[Start of section]
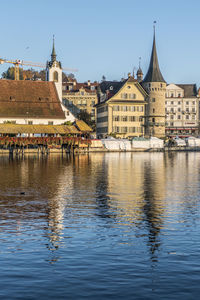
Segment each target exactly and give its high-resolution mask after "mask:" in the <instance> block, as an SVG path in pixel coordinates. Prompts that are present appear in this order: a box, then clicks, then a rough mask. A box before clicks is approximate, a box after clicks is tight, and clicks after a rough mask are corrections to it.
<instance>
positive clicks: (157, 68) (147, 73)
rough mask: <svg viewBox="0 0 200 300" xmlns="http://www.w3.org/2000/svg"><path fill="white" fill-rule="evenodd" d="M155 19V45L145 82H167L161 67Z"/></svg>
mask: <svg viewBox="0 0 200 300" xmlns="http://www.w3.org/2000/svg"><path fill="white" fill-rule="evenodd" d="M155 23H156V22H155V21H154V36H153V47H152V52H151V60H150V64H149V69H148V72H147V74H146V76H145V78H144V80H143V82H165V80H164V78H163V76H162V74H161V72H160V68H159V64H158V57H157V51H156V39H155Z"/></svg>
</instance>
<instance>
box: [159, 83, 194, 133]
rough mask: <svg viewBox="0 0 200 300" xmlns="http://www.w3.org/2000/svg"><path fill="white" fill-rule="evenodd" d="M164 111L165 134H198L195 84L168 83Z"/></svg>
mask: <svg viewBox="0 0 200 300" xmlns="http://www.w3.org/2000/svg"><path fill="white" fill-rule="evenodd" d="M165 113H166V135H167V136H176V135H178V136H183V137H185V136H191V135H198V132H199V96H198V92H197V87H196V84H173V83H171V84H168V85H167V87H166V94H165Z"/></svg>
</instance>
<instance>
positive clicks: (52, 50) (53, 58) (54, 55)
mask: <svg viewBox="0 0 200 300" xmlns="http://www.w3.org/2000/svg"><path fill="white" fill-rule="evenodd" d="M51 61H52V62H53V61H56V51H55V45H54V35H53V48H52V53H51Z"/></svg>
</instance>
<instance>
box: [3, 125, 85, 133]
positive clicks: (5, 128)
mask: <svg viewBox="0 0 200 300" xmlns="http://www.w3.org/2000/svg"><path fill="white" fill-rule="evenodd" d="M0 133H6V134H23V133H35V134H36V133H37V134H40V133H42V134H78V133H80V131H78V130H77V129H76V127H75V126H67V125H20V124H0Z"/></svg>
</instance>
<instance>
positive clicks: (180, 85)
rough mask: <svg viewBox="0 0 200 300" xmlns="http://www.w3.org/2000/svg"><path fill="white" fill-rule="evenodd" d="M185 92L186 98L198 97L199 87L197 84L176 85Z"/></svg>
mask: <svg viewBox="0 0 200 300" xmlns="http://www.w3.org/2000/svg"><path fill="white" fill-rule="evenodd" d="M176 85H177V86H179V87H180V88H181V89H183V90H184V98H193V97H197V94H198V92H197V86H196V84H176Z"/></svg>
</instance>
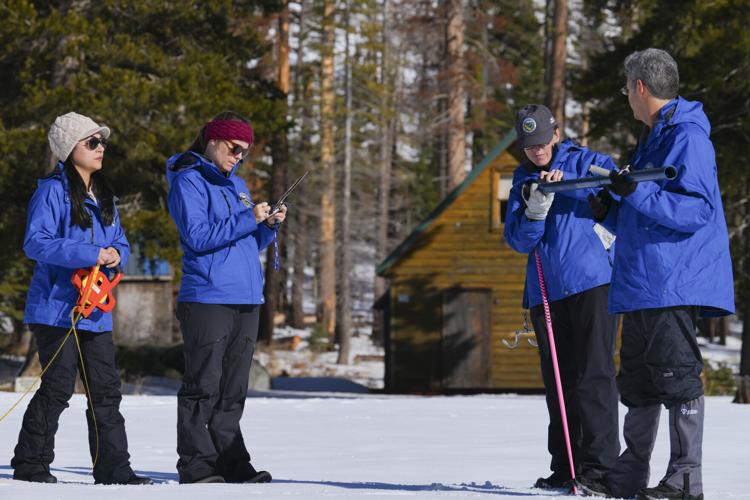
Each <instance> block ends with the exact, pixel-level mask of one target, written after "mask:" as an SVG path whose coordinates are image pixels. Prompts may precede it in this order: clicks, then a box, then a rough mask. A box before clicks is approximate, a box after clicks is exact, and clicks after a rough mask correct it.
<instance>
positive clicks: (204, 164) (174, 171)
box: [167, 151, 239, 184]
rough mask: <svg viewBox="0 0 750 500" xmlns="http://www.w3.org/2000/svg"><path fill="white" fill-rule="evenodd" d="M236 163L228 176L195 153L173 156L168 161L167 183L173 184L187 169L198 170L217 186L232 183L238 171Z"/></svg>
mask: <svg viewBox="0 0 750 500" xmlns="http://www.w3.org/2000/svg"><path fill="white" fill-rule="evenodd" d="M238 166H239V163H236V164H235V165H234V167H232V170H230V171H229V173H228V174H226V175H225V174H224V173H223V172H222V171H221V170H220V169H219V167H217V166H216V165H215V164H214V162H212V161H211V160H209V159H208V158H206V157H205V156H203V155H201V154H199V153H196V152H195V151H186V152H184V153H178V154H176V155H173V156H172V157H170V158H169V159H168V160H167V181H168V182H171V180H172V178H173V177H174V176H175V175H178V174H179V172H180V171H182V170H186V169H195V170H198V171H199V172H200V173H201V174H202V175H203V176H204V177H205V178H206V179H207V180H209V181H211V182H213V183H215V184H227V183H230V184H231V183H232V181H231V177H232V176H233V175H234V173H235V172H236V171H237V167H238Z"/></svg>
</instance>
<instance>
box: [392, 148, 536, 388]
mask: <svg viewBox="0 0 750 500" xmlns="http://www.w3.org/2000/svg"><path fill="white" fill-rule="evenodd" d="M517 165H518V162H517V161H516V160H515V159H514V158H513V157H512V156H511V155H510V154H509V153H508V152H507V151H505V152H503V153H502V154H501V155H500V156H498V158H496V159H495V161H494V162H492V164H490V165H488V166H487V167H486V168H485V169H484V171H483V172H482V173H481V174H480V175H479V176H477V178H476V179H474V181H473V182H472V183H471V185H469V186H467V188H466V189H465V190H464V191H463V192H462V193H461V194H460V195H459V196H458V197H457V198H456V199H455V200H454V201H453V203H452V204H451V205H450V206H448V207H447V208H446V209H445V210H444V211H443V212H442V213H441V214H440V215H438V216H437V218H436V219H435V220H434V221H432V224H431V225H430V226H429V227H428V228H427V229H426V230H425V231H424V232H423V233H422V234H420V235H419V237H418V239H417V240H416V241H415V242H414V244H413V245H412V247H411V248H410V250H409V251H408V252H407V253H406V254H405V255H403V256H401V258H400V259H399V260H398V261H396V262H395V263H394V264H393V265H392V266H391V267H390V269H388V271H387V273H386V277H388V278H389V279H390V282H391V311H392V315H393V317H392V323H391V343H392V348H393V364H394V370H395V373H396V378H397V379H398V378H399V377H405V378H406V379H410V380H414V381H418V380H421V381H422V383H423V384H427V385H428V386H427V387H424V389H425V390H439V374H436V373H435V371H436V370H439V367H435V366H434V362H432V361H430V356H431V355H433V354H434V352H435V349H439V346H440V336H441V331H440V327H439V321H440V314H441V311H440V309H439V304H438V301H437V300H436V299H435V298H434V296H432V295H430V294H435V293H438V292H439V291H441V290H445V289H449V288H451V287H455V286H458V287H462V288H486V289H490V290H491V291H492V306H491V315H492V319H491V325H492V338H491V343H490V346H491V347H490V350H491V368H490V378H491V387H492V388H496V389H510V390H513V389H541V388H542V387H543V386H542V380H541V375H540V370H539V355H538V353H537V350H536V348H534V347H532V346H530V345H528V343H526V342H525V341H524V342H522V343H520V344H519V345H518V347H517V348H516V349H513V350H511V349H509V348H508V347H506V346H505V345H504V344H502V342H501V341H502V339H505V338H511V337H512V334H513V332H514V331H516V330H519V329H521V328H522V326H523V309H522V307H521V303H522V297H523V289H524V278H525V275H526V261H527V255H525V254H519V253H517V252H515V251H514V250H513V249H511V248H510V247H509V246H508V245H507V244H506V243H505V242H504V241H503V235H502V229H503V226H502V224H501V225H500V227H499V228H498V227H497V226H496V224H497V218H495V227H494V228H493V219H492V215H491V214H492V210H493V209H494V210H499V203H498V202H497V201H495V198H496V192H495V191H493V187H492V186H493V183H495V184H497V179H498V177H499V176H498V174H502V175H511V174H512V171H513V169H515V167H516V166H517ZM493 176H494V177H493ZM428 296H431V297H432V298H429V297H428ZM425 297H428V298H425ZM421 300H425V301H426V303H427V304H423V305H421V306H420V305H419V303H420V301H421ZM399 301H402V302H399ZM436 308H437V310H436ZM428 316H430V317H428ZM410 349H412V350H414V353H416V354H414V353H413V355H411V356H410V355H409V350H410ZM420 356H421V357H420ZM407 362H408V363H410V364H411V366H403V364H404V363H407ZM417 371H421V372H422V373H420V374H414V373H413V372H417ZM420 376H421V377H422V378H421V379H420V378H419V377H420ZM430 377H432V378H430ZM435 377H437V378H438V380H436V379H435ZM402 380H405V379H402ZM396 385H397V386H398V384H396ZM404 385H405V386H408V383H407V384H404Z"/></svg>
[End of section]
### WORK TO COMPLETE
Count the lines in the items above that contain the string "positive", matching case exactly, and give only the number.

### EXERCISE OUTPUT
5